» **PAGE EXCERPT**
=======

SECTION 377 OF IPC IS CONSTITUTIONALLY VALID

SECTION 377 OF IPC IS CONSTITUTIONALLY VALID

2701
0
Print Friendly, PDF & Email
SECTION 377 OF IPC IS CONSTITUTIONALLY VALID
SECTION 377 OF IPC IS CONSTITUTIONALLY VALID

Aapka Consultant Judgment Series- In this series, we are providing case analysis of Landmark Judgments of Hon’ble Supreme Court of India.

Suresh Kumar Koushal and Anr. vs. NAZ Foundation and Ors.

AIR2014SC563; (2014)1SCC1; 2014CriLJ784

Hon’ble Judges/Coram: G.S. Singhvi and S.J. Mukhopadhaya, JJ.

Date of Decision: 11.12.2013

FACTS:-

Appeals in this case were directed against order dated 2.7.2009 by which the Division Bench of the Delhi High Court allowed the writ petition filed by NAZ Foundation – respondent No.1 herein, by way of Public Interest Litigation (PIL) challenging the constitutional validity of Section 377 of the Indian Penal Code, 1860 (IPC) which held that Section 377 IPC is violative of Articles 21, 14 and 15 of the Constitution insofar it criminalises consensual sexual acts of adults in private.

ISSUE:-

  1. Whether Section 377 of IPC is constitutionally valid or not?

JUDGMENT:-

In its anxiety to protect the so-called rights of LGBT persons and to declare that Section 377 Indian Penal Code violates the right to privacy, autonomy and dignity, the High Court has extensively relied upon the judgments of other jurisdictions. Though these judgments shed considerable light on various aspects of this right and are informative in relation to the plight of sexual minorities, they cannot be applied blindfolded for deciding the constitutionality of the law enacted by the Indian legislature.

=======

» **WORK REQUIRED**
Write the next part of the case analysis of Section 377 above, beginning right after its final sentence.

» **DATA EXTRACT**
=======

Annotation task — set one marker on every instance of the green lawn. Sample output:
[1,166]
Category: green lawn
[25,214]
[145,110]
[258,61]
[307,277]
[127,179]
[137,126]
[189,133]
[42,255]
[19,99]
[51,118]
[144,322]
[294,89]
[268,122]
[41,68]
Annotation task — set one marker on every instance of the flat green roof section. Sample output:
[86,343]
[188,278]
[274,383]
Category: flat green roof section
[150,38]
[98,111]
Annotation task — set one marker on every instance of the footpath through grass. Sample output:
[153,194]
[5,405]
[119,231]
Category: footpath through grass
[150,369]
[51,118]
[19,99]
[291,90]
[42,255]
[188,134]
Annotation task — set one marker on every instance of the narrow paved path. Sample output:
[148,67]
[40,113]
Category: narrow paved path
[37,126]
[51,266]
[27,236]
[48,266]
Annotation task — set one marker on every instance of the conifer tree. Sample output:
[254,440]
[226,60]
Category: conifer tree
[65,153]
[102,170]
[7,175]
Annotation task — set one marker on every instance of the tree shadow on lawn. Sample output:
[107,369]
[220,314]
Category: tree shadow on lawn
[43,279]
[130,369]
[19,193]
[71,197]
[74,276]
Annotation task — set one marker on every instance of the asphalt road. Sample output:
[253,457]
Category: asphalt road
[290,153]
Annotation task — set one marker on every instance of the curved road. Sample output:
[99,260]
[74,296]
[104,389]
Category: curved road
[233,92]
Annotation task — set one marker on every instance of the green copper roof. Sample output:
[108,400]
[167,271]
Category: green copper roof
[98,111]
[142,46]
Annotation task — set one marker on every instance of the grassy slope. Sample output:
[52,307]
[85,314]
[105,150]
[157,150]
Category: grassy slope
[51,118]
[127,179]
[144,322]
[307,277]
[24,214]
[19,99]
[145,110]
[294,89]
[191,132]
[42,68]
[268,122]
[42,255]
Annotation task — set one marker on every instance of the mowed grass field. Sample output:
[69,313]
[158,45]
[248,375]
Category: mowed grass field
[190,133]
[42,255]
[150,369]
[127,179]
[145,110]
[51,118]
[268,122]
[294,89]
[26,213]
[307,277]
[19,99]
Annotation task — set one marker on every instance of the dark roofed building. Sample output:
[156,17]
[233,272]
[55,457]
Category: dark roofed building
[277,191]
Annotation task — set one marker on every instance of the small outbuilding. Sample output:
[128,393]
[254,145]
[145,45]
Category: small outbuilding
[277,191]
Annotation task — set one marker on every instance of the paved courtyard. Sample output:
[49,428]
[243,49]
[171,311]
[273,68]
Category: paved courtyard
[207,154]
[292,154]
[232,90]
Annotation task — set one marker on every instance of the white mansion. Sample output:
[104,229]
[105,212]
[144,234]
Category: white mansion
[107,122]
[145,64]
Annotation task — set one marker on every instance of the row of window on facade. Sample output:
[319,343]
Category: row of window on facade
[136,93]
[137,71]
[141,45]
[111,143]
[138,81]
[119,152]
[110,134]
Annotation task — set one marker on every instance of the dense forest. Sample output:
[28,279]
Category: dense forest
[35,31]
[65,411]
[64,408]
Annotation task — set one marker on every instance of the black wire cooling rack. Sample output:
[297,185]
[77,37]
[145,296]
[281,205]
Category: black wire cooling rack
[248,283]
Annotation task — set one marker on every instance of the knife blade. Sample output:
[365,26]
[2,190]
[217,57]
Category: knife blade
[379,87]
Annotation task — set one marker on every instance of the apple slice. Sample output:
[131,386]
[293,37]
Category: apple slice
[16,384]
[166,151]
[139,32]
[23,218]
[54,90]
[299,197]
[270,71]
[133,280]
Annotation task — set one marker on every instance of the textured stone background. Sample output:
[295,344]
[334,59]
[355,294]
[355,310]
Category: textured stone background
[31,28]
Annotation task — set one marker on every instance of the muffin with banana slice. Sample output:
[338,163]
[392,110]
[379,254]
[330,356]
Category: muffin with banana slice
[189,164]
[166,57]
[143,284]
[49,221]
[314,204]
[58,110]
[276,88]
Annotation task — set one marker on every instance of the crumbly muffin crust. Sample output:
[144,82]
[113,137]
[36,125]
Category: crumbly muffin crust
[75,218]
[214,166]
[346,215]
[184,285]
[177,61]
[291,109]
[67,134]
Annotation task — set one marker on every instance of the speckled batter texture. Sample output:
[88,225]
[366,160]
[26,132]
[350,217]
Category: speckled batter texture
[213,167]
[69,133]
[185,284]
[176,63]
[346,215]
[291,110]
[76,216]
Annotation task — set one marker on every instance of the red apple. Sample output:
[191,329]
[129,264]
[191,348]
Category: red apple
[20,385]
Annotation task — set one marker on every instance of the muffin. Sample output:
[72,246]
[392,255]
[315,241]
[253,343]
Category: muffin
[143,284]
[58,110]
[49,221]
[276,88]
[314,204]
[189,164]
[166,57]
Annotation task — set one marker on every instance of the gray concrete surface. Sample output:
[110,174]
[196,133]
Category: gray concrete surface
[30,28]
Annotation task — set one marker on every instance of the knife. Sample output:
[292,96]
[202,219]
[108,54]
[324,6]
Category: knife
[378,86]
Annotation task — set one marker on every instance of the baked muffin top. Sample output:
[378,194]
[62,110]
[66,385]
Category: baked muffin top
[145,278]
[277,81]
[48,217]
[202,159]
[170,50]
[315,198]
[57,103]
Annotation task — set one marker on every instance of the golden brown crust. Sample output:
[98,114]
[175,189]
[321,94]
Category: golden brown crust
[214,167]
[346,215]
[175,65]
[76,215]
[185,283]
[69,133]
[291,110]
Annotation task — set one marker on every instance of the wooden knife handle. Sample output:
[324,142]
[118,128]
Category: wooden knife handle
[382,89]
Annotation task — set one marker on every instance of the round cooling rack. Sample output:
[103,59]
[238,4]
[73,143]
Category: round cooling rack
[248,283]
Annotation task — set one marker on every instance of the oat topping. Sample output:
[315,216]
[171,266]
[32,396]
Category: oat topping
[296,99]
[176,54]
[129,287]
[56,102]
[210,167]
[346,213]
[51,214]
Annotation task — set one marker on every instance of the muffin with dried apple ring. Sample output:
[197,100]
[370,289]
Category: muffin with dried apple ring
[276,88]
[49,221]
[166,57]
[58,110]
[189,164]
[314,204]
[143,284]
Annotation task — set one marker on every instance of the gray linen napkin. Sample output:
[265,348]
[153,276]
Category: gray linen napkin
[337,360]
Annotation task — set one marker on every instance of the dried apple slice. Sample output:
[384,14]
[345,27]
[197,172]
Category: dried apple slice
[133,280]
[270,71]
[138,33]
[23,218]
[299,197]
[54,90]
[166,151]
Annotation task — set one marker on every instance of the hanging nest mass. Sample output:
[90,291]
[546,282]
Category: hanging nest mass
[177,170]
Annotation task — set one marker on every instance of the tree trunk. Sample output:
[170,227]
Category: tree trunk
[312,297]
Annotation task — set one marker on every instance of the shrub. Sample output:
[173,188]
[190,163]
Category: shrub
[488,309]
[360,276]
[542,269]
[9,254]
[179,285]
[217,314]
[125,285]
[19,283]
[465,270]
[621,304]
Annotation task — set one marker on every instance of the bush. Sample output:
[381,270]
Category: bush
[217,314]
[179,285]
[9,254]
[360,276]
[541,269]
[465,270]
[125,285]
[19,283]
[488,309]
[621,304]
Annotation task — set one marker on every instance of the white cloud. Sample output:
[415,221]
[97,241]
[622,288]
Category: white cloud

=======

» **RESULT**
Every legislation enacted by Parliament or State Legislature carries with it a presumption of constitutionality. This is founded on the premise that the legislature, being a representative body of the people and accountable to them is aware of their needs and acts in their best interest within the confines of the Constitution. There is nothing to suggest that this principle would not apply to pre-Constitutional laws which have been adopted by the Parliament and used with or without amendment. If no amendment is made to a particular law it may represent a decision that the Legislature has taken to leave the law as it is and this decision is no different from a decision to amend and change the law or enact a new law. In light of this, both pre and post Constitutional laws are manifestations of the will of the people of India through the Parliament and are presumed to be constitutional.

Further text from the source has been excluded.